Text passage
[start]

How much more fun can this little boy have, on his big day out on Brighton Pier? His mum, Faith Bleasdale is the author of several bestselling novels and her writing has also appeared in the Girls’ Night In series (Penguin) and in The Holiday Goddess Handbag Guide to Paris, London, New York and Rome. She is also the author of an autobiography about her son Xavier, who  has Downs Syndrome.

I am a bit of a champion of the traditional British seaside holiday. I am a little nostalgic about them and also think that in the current economic climate it makes sense for us to strip back to basics. It might not have the glamour of the Caribbean but the English seaside holiday has a lot going for it. Not just sticks of rock, donkeys & ‘kiss me quick’ hats, but fun for all the family which can be affordable too.

[end]

Given information
[start]

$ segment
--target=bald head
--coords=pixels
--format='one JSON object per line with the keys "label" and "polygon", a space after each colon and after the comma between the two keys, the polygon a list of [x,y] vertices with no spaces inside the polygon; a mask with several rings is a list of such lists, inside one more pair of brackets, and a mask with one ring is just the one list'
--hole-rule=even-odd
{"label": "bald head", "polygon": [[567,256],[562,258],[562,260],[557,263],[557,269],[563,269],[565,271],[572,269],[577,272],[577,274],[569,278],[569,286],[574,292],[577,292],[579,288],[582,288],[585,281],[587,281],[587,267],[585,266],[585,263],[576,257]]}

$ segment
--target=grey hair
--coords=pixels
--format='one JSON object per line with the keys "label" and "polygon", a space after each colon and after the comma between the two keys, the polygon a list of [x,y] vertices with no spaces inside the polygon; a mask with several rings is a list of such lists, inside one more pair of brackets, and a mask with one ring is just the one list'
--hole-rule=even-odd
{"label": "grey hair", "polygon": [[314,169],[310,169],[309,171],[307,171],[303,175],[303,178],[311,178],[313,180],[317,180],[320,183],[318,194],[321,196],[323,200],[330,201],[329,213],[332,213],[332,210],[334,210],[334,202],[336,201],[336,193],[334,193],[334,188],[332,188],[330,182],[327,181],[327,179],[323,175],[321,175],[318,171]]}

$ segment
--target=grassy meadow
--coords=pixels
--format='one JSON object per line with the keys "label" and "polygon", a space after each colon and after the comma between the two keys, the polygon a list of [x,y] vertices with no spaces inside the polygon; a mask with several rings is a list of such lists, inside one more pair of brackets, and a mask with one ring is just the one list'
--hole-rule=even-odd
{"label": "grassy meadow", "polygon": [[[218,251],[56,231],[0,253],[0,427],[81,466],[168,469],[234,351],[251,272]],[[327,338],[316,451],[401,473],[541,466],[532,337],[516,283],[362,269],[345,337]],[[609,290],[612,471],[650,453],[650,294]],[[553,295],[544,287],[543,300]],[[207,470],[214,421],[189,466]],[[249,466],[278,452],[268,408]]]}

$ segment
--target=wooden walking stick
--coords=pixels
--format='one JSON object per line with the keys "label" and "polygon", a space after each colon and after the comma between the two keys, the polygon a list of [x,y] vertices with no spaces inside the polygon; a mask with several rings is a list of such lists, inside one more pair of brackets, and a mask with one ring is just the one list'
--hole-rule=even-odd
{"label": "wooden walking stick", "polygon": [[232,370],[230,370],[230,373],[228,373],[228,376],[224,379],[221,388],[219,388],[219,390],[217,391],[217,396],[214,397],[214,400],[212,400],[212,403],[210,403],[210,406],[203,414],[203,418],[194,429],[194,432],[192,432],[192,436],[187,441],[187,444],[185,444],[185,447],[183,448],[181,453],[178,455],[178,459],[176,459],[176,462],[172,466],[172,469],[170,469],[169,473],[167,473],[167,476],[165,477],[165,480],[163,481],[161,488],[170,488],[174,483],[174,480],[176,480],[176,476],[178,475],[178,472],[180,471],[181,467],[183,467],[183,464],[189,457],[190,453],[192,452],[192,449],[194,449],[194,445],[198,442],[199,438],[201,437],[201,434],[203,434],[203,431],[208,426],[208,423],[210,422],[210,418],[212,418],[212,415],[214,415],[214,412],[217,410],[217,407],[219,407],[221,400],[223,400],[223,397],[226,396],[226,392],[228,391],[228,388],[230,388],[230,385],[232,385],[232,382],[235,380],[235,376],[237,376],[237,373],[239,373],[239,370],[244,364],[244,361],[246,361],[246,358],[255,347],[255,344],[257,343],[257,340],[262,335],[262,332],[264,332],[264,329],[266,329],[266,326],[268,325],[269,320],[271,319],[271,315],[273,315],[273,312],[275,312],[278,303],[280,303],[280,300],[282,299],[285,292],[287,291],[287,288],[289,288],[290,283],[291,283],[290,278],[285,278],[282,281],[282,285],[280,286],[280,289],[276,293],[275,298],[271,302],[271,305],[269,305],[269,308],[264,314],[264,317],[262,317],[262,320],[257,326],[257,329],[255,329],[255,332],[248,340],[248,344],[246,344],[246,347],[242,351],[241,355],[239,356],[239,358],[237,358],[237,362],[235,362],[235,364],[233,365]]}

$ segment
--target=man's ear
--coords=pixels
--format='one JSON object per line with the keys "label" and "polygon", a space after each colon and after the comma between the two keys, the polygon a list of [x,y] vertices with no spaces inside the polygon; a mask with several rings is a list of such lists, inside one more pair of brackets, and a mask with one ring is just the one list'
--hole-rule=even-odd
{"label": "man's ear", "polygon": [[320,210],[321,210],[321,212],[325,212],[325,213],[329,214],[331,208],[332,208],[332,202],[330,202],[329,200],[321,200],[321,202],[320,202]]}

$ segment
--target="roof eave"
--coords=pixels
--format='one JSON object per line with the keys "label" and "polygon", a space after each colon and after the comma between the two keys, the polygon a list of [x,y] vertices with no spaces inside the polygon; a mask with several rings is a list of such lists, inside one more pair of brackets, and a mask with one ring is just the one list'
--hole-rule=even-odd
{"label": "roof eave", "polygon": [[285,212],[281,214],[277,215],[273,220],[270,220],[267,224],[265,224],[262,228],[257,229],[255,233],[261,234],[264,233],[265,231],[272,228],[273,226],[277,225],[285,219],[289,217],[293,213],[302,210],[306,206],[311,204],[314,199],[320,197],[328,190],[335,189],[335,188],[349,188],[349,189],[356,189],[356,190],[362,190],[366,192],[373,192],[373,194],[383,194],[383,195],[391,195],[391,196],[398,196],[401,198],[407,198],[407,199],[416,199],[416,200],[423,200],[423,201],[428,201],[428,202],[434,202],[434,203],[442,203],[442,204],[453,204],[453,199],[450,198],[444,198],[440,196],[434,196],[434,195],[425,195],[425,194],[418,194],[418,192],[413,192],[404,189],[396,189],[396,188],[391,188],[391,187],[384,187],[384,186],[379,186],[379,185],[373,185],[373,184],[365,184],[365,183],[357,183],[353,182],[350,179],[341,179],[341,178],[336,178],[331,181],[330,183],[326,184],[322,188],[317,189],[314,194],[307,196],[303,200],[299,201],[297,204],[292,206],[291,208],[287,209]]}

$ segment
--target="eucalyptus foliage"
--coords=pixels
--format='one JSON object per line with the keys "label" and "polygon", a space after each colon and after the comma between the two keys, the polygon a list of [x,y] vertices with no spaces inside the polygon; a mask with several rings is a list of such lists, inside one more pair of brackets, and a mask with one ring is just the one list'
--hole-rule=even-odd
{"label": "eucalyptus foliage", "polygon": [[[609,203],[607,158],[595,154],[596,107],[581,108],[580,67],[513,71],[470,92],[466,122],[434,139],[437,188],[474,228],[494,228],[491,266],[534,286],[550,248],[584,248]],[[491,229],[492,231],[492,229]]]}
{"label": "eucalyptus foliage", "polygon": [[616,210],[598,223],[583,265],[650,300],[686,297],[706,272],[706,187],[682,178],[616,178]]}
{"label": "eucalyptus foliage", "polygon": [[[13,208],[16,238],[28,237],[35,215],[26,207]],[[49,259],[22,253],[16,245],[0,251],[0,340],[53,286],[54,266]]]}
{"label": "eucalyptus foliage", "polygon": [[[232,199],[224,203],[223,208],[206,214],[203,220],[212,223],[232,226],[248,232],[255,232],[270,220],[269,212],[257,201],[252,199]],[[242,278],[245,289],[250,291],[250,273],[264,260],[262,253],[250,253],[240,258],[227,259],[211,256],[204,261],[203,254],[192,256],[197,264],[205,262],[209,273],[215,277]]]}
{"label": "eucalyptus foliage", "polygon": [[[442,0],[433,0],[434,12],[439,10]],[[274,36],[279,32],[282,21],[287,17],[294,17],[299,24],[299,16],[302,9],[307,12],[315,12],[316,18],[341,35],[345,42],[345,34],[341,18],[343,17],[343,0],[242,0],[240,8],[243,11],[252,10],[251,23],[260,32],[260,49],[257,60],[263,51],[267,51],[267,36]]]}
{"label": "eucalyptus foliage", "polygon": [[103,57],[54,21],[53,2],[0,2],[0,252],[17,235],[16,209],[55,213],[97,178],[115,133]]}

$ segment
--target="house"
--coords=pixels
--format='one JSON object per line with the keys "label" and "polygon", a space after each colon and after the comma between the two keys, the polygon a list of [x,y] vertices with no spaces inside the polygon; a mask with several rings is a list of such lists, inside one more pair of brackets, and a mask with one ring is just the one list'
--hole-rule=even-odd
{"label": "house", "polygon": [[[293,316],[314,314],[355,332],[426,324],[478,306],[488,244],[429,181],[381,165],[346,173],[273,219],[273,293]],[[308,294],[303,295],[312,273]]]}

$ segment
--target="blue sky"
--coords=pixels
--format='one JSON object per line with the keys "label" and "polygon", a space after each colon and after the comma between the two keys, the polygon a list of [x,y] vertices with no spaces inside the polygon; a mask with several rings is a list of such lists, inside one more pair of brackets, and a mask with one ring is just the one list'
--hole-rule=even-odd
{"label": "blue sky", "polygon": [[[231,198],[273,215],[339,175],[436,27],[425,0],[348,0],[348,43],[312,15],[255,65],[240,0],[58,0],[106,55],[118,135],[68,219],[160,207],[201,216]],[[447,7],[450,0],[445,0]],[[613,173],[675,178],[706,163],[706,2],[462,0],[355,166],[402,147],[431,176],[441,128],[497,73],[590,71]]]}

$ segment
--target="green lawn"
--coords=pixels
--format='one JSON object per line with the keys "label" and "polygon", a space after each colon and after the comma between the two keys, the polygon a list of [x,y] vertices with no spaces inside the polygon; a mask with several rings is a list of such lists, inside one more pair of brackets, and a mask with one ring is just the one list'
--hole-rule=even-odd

[end]

Objective
Continue the piece about the traditional British seaside holiday, starting after its final sentence. The data above has nothing to do with the seaside text.

Answer for the task
My toddler, Xavier and I recently took a weekend break to Brighton in November. Of course it was cold – not a traditional seaside time of year  – but it was also sunny and dry, so the toddler and I decided to go to see what fun Brighton Pier had to offer.

The Pier’s history dates back to 1823 but of course today it’s a very different entity, now. At one point there was a concert hall, and in 1932 the Pier had its own Dodgems and Big Wheel. If you want to know more, you can read all about its history here.

As Xavier and I made our way onto the pier, it really was breathtaking. It’s a beautiful construction, and  it all feels like walking back in time – although as the neon flashing lights of the amusements begin to beckon us I came back to the present.

Xavier loved the loud music and the flashing lights of the amusement arcades and as we played some of the penny machines, I tried to ignore the fact that I might have just introduced my three-year-old son to gambling!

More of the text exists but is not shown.